• DATA TO PROCESS
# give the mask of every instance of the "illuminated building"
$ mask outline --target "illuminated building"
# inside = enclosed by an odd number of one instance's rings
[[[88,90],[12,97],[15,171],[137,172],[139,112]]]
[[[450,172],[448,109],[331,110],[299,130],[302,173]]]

• TASK BRIEF
Throughout the records above, find the lines in which the word "building" appears and return them.

• TASK RESPONSE
# give the mask of every instance of the "illuminated building"
$ mask outline --target "illuminated building"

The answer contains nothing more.